**YOUR GOAL**
For the material below, output exactly the span from the line with "TARGET = shadow on grass" to the line with "TARGET = green tree", including both, and nothing besides.

---*---

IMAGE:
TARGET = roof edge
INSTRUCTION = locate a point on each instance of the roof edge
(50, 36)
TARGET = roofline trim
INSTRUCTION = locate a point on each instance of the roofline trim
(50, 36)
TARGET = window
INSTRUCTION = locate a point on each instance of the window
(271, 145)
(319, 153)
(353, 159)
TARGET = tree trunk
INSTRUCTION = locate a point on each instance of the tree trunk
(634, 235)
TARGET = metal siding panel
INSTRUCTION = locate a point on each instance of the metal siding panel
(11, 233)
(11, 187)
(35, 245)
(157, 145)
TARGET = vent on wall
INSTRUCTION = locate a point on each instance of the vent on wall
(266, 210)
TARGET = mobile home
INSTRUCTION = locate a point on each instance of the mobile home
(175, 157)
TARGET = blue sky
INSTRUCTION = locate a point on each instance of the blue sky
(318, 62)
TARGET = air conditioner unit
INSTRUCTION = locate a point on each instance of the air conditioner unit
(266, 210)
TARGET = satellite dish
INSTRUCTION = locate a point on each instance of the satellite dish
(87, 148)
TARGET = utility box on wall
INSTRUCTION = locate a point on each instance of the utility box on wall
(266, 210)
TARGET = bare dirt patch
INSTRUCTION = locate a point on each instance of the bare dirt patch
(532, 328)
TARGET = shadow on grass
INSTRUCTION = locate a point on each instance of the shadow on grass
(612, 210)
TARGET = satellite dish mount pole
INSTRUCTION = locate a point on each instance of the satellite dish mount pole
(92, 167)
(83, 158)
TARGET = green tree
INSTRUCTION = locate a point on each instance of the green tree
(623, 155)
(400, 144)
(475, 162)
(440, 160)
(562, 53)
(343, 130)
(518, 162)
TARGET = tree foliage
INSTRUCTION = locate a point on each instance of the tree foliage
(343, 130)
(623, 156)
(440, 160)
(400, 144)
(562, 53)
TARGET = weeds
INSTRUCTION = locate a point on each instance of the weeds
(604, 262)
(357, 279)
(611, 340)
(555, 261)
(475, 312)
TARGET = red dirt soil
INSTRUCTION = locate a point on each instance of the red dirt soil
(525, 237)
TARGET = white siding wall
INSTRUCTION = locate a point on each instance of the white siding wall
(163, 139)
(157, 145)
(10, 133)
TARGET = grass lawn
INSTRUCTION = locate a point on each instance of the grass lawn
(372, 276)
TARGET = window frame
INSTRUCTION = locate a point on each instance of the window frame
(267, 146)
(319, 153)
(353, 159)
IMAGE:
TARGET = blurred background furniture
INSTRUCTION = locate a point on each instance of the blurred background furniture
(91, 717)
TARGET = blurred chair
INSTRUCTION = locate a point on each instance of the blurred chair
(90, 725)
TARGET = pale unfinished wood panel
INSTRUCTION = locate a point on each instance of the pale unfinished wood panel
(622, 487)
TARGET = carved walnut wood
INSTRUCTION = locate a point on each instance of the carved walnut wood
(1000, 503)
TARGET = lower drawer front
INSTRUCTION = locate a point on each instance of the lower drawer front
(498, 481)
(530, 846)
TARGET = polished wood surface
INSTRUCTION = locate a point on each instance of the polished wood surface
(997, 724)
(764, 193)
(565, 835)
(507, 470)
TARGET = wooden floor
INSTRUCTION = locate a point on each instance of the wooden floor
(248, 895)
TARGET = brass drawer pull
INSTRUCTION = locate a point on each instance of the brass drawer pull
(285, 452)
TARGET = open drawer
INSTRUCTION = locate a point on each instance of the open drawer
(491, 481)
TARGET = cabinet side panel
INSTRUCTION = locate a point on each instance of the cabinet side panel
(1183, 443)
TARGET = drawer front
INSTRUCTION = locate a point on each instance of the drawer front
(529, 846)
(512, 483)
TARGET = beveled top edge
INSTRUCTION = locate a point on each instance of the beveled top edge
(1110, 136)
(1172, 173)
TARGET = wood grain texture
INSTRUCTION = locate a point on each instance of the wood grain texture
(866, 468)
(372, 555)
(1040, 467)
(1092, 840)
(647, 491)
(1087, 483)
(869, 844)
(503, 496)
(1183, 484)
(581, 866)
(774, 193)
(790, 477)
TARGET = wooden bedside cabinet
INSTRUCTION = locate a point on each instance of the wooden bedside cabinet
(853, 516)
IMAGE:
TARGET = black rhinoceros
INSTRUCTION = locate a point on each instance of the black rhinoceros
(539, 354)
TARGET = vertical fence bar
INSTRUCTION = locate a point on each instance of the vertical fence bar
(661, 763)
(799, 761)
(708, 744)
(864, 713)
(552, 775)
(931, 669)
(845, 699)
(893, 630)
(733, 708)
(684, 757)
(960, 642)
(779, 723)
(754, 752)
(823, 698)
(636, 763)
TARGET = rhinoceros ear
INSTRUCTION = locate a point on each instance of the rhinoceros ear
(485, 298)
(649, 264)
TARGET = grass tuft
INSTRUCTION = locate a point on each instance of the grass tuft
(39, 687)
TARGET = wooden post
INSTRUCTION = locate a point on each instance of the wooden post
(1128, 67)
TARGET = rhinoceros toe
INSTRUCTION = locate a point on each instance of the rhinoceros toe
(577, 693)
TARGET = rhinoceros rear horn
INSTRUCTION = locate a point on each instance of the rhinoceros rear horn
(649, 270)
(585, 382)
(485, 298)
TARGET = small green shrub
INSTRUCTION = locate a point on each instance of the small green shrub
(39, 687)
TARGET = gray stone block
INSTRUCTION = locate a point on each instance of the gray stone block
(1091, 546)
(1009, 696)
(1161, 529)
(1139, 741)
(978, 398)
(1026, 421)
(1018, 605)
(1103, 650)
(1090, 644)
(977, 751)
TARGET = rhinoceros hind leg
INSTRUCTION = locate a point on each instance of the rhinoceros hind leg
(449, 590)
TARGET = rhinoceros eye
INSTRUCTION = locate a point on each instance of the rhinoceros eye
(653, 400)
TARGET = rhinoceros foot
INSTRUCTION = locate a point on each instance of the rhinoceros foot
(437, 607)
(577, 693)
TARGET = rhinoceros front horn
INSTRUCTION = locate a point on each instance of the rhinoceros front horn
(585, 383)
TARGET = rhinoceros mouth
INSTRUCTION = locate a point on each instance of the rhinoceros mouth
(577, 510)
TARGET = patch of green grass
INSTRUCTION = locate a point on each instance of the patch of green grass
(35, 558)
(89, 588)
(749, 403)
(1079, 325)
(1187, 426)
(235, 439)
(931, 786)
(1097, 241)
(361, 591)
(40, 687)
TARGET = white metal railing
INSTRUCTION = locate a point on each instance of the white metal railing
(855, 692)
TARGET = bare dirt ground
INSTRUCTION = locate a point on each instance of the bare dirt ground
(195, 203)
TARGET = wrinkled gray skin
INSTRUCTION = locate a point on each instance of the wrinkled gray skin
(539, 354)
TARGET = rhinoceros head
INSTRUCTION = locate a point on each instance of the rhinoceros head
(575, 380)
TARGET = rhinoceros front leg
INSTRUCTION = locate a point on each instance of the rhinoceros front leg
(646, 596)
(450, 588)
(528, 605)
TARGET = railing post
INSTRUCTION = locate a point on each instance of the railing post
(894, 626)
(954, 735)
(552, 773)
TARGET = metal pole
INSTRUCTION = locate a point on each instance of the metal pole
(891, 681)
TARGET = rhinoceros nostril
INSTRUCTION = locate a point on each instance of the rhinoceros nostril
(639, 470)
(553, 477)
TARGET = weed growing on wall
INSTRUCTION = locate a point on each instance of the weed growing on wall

---*---

**WRITTEN RESPONSE**
TARGET = shadow on grass
INSTRUCTION = locate a point on each instance of the shadow on grass
(612, 210)
TARGET = satellite dish mount pole
INSTRUCTION = locate a point on each instance of the satellite dish mount pole
(92, 167)
(83, 158)
TARGET = green tree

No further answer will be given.